** Location identification items **
++++++++++
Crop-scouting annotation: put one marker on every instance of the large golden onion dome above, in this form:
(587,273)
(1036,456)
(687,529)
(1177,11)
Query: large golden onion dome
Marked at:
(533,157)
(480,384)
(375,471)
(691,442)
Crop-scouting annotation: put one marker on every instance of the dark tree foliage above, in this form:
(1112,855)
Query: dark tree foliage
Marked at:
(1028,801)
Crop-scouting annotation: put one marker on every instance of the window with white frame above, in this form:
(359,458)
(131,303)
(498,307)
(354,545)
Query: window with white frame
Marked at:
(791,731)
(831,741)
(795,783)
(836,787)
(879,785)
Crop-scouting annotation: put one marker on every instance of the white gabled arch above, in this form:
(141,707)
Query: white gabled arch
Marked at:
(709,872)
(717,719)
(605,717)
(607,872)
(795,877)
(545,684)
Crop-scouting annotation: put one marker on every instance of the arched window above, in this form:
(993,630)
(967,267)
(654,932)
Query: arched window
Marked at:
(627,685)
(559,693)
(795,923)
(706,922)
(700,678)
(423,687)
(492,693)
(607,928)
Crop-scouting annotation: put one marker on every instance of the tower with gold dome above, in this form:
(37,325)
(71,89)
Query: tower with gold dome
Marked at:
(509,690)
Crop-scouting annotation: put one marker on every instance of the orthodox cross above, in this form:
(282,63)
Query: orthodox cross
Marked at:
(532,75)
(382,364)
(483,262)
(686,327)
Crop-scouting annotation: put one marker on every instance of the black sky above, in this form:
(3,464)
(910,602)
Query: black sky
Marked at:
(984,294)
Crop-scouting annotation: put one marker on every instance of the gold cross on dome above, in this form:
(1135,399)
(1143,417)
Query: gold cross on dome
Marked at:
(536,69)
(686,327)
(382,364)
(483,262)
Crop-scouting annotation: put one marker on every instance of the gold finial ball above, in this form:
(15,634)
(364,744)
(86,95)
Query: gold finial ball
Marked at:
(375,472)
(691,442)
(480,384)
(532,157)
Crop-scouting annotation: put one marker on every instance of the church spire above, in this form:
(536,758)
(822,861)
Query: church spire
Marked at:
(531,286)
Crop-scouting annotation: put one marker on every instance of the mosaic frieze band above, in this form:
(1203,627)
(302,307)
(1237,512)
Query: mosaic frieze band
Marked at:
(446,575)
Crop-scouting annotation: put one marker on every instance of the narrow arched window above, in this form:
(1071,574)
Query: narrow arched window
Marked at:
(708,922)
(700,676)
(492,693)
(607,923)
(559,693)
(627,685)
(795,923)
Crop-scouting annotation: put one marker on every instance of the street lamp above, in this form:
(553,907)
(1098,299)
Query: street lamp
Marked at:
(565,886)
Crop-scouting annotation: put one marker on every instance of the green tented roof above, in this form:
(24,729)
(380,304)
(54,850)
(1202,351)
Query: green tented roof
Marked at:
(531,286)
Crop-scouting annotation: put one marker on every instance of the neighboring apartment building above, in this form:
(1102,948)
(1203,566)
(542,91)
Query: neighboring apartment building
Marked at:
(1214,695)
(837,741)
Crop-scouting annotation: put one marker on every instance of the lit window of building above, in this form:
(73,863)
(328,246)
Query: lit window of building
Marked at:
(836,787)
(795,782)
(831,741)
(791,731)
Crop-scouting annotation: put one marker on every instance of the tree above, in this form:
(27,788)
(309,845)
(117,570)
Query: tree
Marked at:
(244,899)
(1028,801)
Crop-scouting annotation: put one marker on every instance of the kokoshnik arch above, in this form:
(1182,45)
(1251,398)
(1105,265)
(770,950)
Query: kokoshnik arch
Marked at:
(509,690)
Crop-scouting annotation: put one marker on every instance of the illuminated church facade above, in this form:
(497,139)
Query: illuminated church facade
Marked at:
++++++++++
** What to work on **
Quote each line above in full, word for word.

** Result of the exercise **
Crop-scouting annotation: put one marker on every instance of the large golden onion dome above, in this form:
(587,273)
(1036,456)
(687,529)
(1177,11)
Query: large golden onion dome
Marked at:
(533,157)
(480,384)
(375,471)
(691,442)
Crop-scouting annotation: put one marker on every instance of the dark tree foliage above, in this form:
(1112,855)
Query: dark tree foliage
Marked at:
(1028,801)
Crop-scouting annotation: put one marker on every instance of the window with white frame above, in this form:
(359,458)
(131,303)
(498,307)
(354,545)
Query: window with white frame
Marked at:
(791,731)
(831,741)
(795,783)
(836,787)
(879,785)
Crop-scouting annotation: put one marker on every instance of the white gabled arch above, in this form:
(141,707)
Query: white gabled arch
Marked at:
(709,872)
(717,719)
(605,717)
(607,872)
(795,877)
(545,684)
Crop-scouting annotation: put one marker on every instance of the arched window above, in this form:
(993,630)
(967,267)
(654,932)
Query: arched window
Marked at:
(627,685)
(559,693)
(795,923)
(706,922)
(700,678)
(423,687)
(492,693)
(607,928)
Crop-scouting annotation: put one marker on every instance of the tower with gold dome above, in this form:
(37,325)
(71,89)
Query: tower with gold dome
Marked at:
(509,690)
Crop-scouting annotation: put one marker on every instance of the orthodox cross above, in this form:
(282,63)
Query: orthodox cross
Marked at:
(532,75)
(382,364)
(483,262)
(686,327)
Crop-scouting annotation: put one marker on every instance of the black sky above, in this form:
(3,464)
(910,602)
Query: black sky
Marked at:
(984,294)
Crop-scouting annotation: put one marker on every instance of the gold cross on dome above, in this form:
(1135,399)
(1143,417)
Query: gold cross on dome
Marked at:
(536,69)
(686,327)
(382,364)
(483,262)
Crop-scouting annotation: put one marker on every instance of the gold finial ball above, in this form:
(15,634)
(364,744)
(86,95)
Query: gold finial ball
Marked at:
(375,472)
(691,442)
(480,384)
(532,157)
Crop-scouting annotation: put one marker on every instance of the church spire above, in this form:
(536,758)
(822,861)
Query: church spire
Marked at:
(531,286)
Crop-scouting annotation: put one marker on every instance of the mosaic frieze band above, in this form:
(1203,627)
(302,307)
(1237,512)
Query: mosaic frieze band
Marked at:
(446,575)
Crop-scouting annotation: put one marker on every instance of the narrow arched window above, in this form:
(1071,574)
Query: narrow arched window
Marked at:
(708,922)
(700,676)
(492,693)
(607,923)
(559,693)
(627,685)
(795,923)
Crop-scouting annotation: put one marker on every instance of the street lamp above, in this form:
(553,907)
(1098,299)
Query: street lamp
Marked at:
(565,886)
Crop-scouting annotation: put one marker on every instance of the green tented roof above, in this form:
(24,729)
(380,304)
(54,850)
(1202,351)
Query: green tented roof
Marked at:
(531,286)
Crop-scouting annotation: put one marker on every instance of the neighboring apartment building above, in this form:
(1102,948)
(1203,566)
(542,91)
Query: neighboring apartment building
Marked at:
(1214,695)
(837,741)
Crop-scouting annotation: put one marker on every instance of the lit window of building above, in this form:
(73,863)
(328,246)
Query: lit window of building
Marked at:
(836,787)
(795,782)
(831,741)
(791,731)
Crop-scouting annotation: put one marker on every instance of the tree above, in this form:
(27,788)
(309,845)
(117,570)
Query: tree
Marked at:
(244,899)
(1028,801)
Crop-scouting annotation: put one marker on every instance of the kokoshnik arch above, in this form:
(1182,45)
(1251,398)
(1105,265)
(770,950)
Query: kokoshnik arch
Marked at:
(509,690)
Crop-scouting annotation: put one marker on every instance of the illuminated church facade above, in this form:
(497,139)
Query: illuminated church facade
Marked at:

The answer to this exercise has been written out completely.